═════ Given data

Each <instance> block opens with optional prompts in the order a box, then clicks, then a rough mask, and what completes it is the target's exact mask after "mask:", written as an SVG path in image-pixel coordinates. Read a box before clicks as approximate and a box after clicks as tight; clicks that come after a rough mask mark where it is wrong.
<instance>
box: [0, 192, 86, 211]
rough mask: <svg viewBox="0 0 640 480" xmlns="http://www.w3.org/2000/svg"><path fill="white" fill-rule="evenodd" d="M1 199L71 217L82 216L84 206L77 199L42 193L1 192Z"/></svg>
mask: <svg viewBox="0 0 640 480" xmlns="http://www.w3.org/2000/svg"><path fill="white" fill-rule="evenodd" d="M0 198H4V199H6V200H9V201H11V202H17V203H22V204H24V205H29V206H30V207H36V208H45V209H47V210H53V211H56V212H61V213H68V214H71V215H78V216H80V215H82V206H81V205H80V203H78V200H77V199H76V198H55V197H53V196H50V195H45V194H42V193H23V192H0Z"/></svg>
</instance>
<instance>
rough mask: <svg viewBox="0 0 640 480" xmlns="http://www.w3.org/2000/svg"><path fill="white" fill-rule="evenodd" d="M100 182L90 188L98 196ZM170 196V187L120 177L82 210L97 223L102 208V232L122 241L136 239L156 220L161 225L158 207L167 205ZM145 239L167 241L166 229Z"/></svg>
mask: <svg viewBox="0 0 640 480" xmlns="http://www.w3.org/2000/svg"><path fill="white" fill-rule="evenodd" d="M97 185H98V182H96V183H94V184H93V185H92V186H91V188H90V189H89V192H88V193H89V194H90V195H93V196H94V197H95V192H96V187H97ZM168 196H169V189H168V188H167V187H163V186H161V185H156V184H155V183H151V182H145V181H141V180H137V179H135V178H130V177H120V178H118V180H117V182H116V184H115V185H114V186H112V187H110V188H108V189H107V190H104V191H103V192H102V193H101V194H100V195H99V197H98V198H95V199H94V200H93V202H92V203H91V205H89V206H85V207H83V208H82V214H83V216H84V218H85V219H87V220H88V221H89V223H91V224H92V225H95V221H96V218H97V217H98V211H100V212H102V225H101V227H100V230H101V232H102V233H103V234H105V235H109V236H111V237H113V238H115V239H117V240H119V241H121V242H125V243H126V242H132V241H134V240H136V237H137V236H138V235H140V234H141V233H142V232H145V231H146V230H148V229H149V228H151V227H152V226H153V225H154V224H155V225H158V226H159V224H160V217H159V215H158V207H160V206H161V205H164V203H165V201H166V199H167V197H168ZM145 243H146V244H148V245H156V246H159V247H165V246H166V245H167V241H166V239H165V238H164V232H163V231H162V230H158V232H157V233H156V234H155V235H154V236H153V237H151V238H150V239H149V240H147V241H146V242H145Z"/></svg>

══════════

Output all of the items above again, reproducing every line without any change.

Each <instance> block opens with optional prompts in the order a box, then clicks, then a rough mask, and what completes it is the target's exact mask after "mask:", written as an SVG path in image-pixel coordinates. Read a box before clicks as approximate and a box after clicks as tight; clicks that come after a rough mask mark where it is wrong.
<instance>
box: [0, 192, 86, 211]
rough mask: <svg viewBox="0 0 640 480" xmlns="http://www.w3.org/2000/svg"><path fill="white" fill-rule="evenodd" d="M1 199L71 217L82 216L84 206L77 199L42 193L1 192Z"/></svg>
mask: <svg viewBox="0 0 640 480" xmlns="http://www.w3.org/2000/svg"><path fill="white" fill-rule="evenodd" d="M0 198H4V199H6V200H9V201H11V202H17V203H22V204H24V205H29V206H30V207H36V208H45V209H47V210H53V211H56V212H61V213H68V214H71V215H78V216H80V215H82V206H81V205H80V203H78V200H77V199H76V198H55V197H53V196H50V195H45V194H42V193H23V192H0Z"/></svg>
</instance>
<instance>
rough mask: <svg viewBox="0 0 640 480" xmlns="http://www.w3.org/2000/svg"><path fill="white" fill-rule="evenodd" d="M100 182L90 188L98 196ZM170 196V187L120 177L82 210L97 223L102 208V232L122 241L136 239L156 220L161 225L158 207L167 205ZM145 239L167 241L166 229Z"/></svg>
mask: <svg viewBox="0 0 640 480" xmlns="http://www.w3.org/2000/svg"><path fill="white" fill-rule="evenodd" d="M97 185H98V182H96V183H94V184H93V185H92V186H91V188H90V189H89V192H88V193H89V194H90V195H93V196H94V197H95V192H96V187H97ZM168 196H169V189H168V188H167V187H163V186H161V185H156V184H155V183H151V182H145V181H141V180H137V179H135V178H130V177H120V178H118V180H117V182H116V184H115V185H114V186H112V187H110V188H108V189H107V190H104V191H103V192H102V193H101V194H100V195H99V197H98V198H95V199H94V200H93V202H92V203H91V205H89V206H85V207H83V208H82V214H83V216H84V218H85V219H87V220H88V221H89V223H91V224H92V225H95V221H96V218H97V217H98V211H100V212H102V225H101V227H100V230H101V232H102V233H103V234H105V235H109V236H111V237H113V238H115V239H117V240H119V241H121V242H125V243H126V242H132V241H134V240H136V237H137V236H138V235H140V234H141V233H142V232H145V231H146V230H148V229H149V228H151V227H152V226H153V225H154V224H155V225H158V226H159V224H160V217H159V215H158V207H160V206H161V205H164V203H165V201H166V199H167V197H168ZM145 243H146V244H148V245H156V246H159V247H165V246H166V245H167V241H166V239H165V238H164V232H163V231H162V230H158V232H157V233H156V234H155V235H154V236H153V237H151V238H150V239H149V240H147V241H146V242H145Z"/></svg>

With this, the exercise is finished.